EXERCISE PROMPT >> Identify each line in the rows below that contains the word "train", paying attention to letter case, and copy those lines.

RECORD LIST >>
▬▬▬▬▬▬

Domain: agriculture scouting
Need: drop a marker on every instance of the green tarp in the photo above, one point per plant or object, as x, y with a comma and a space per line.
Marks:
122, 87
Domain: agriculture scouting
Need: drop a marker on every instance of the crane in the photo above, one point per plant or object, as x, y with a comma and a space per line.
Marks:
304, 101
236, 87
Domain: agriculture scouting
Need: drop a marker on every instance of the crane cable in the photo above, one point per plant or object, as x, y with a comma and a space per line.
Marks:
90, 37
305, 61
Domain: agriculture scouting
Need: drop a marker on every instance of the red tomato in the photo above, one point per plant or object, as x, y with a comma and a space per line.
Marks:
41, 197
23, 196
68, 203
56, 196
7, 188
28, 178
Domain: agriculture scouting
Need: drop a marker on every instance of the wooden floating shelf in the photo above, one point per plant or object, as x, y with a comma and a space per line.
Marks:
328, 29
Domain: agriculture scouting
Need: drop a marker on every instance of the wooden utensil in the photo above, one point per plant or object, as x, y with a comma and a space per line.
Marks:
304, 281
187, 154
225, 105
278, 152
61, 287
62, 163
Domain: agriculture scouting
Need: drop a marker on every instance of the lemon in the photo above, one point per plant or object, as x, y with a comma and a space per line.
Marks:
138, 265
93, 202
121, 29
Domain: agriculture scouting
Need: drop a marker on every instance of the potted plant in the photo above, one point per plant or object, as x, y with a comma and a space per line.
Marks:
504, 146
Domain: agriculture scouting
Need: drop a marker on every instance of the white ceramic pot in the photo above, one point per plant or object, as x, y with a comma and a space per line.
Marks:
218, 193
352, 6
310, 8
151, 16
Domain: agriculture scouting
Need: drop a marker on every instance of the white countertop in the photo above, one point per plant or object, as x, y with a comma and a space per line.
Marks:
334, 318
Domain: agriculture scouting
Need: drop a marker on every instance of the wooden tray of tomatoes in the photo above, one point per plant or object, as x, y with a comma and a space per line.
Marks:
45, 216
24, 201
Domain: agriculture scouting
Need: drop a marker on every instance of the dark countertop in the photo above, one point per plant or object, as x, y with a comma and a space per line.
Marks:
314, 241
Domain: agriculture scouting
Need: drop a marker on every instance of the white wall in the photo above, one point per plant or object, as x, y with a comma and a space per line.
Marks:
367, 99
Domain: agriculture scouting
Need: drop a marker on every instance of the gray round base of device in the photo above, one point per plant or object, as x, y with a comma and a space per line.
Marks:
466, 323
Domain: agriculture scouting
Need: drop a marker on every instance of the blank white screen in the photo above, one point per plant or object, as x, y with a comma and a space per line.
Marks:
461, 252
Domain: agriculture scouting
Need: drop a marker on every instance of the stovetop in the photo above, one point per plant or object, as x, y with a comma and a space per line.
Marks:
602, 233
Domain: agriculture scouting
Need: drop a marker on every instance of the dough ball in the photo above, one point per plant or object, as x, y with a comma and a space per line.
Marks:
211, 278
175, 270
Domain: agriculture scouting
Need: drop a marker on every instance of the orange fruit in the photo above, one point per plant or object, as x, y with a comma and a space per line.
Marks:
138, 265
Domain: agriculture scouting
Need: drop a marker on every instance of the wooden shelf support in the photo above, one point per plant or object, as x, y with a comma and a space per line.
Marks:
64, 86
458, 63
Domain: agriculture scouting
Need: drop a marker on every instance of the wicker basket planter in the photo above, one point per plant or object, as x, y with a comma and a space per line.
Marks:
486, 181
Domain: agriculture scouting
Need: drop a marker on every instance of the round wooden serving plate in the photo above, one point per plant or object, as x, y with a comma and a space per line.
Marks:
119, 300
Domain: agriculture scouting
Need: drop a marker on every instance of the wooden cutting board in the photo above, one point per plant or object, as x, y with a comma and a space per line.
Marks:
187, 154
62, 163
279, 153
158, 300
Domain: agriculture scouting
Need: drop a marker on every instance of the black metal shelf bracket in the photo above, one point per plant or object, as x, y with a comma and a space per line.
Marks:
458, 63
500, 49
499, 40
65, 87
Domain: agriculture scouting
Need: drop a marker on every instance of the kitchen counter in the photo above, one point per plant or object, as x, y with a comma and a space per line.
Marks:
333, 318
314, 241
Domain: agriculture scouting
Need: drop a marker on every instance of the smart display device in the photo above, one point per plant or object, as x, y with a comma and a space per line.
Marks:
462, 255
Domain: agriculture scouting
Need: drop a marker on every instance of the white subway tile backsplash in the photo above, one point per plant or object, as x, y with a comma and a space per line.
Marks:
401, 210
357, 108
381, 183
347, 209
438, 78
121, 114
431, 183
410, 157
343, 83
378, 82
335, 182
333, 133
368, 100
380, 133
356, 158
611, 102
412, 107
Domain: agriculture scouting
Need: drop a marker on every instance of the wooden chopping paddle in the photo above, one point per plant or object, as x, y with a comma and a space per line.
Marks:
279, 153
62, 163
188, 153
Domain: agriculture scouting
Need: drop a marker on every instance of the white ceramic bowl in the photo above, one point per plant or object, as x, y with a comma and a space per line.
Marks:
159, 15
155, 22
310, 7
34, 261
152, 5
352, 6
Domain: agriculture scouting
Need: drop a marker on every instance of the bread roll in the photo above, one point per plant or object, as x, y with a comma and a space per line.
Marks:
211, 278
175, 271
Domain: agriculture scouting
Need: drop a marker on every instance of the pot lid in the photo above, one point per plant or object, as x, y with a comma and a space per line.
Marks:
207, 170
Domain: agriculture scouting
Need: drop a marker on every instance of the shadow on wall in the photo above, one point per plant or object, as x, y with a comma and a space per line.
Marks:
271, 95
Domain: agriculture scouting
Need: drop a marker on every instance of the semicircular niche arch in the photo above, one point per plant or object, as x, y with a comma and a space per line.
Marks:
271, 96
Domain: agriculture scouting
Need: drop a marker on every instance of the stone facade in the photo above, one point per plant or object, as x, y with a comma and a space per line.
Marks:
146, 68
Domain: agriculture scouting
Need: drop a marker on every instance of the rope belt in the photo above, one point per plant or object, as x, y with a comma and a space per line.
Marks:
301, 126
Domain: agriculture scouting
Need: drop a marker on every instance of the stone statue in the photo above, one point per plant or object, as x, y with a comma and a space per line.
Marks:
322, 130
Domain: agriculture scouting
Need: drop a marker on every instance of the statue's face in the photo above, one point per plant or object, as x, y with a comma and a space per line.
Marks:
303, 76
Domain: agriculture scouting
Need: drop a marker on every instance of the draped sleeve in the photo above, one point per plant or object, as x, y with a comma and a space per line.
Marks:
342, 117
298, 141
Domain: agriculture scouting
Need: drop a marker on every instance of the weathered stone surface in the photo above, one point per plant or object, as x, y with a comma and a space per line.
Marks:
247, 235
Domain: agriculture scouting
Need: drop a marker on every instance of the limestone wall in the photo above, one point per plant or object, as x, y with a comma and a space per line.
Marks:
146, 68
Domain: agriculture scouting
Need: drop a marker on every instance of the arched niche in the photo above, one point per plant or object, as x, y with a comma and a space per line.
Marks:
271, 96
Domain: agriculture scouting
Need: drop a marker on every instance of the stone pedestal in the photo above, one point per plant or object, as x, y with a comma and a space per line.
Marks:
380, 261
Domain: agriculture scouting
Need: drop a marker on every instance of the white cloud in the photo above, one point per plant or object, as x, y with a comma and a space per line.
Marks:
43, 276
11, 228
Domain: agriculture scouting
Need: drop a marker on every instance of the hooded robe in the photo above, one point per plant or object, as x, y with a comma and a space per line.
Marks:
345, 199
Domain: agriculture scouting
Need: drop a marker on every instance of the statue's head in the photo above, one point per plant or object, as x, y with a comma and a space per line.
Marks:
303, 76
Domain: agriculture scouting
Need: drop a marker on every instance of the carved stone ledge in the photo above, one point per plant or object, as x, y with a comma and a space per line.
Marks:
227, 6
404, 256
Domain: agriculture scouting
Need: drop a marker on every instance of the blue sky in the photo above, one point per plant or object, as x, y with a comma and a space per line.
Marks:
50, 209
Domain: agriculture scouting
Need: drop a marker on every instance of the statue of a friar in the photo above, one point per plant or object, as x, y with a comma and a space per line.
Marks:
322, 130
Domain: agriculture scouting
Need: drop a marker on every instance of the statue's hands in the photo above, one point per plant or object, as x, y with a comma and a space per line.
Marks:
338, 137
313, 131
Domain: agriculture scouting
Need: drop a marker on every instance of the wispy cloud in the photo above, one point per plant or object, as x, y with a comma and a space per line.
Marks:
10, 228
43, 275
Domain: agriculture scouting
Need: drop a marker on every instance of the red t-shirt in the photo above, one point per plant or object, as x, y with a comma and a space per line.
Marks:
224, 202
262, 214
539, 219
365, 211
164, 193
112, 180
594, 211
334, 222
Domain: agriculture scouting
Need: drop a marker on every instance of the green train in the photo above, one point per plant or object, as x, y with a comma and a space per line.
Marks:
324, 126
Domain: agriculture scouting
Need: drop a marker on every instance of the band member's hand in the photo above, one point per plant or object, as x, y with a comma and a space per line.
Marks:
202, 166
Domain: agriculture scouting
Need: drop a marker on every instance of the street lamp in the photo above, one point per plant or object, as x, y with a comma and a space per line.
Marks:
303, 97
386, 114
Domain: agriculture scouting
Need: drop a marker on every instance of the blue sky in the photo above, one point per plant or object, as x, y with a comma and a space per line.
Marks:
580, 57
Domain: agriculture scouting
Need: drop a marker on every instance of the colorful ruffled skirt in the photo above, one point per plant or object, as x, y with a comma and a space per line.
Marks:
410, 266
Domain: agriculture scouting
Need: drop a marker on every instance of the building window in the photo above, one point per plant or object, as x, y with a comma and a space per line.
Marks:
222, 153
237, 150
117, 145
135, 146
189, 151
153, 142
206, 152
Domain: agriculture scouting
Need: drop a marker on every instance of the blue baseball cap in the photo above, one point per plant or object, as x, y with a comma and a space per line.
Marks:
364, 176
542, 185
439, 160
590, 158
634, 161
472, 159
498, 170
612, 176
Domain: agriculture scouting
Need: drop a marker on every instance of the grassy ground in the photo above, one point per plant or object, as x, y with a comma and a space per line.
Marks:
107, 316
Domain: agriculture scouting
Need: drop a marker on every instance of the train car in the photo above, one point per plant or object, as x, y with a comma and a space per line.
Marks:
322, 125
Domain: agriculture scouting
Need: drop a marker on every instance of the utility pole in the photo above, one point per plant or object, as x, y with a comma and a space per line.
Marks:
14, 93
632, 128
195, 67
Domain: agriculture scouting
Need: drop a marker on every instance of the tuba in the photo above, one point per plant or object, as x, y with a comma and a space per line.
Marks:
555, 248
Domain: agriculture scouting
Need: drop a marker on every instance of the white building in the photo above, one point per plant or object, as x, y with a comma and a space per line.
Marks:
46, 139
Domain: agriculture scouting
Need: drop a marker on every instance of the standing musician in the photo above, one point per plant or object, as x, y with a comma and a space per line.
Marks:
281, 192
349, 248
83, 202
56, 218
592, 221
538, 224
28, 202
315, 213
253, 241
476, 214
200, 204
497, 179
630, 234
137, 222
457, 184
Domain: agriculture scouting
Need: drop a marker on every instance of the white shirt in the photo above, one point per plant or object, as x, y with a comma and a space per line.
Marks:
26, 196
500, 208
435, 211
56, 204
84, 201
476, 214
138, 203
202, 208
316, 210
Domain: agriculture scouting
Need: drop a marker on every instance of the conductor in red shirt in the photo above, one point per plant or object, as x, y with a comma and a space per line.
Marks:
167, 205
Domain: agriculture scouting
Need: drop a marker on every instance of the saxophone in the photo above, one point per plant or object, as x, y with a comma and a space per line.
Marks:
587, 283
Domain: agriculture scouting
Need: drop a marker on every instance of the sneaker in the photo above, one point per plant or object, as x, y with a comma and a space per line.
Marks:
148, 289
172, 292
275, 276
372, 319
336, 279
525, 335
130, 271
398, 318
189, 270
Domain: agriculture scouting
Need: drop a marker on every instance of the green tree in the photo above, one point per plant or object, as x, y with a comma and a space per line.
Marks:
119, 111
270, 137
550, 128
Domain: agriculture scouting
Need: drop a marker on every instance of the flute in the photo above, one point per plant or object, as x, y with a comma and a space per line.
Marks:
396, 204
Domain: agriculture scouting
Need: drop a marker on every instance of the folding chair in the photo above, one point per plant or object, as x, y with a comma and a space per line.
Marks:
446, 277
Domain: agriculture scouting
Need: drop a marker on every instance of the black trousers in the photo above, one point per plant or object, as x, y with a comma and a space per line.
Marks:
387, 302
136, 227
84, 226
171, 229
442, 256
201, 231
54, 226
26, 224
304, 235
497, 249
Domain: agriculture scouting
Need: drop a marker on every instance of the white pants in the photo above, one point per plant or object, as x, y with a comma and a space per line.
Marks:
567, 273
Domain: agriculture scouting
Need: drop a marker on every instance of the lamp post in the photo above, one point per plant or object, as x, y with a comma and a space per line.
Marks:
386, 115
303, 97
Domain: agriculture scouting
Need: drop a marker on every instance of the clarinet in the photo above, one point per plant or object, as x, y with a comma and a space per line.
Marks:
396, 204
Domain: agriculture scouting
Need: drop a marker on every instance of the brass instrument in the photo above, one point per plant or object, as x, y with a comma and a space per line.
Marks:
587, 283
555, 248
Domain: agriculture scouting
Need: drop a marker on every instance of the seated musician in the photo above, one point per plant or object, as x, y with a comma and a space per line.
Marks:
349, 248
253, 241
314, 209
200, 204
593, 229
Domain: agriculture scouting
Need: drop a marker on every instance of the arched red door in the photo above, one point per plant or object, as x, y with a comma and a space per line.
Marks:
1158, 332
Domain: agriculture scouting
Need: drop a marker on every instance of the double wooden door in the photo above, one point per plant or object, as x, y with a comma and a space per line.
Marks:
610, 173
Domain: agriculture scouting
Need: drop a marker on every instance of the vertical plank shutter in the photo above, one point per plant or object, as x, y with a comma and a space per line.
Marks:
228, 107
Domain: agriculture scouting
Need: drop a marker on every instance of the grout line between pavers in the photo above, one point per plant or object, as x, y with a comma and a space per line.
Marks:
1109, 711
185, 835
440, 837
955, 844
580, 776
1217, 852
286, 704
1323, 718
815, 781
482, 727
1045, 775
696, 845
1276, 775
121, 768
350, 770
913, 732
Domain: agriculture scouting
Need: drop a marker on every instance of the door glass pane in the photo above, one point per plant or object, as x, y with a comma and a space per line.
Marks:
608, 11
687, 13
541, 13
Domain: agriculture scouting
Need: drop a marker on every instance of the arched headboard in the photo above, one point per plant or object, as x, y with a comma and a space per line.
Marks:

▬▬▬▬▬▬

RESPONSE TO THE TASK >>
Need: drop a marker on every instance of the green train in the photo above, one point per plant or object, as x, y with a comma and a space per line.
Need: drop a marker on every instance of the train car in the photo above, one point per plant or object, as x, y with a comma and a space per line.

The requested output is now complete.